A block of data
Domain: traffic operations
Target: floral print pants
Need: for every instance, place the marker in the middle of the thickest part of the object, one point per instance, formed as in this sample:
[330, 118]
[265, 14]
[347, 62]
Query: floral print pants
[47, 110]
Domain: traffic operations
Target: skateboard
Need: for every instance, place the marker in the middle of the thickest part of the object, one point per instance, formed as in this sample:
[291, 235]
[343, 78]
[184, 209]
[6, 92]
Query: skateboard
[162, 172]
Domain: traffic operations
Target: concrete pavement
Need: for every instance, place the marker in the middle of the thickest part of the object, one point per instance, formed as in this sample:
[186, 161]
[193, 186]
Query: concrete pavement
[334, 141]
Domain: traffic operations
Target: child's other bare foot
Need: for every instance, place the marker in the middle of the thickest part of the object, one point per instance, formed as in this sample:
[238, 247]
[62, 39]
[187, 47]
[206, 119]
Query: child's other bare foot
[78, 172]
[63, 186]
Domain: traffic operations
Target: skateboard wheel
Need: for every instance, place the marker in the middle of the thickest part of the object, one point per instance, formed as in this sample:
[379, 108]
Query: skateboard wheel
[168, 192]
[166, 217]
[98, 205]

WORK TO BE COMPLETED
How many lines in the data above contain the word "other"? Reply with the number alone.

EXERCISE RESULT
2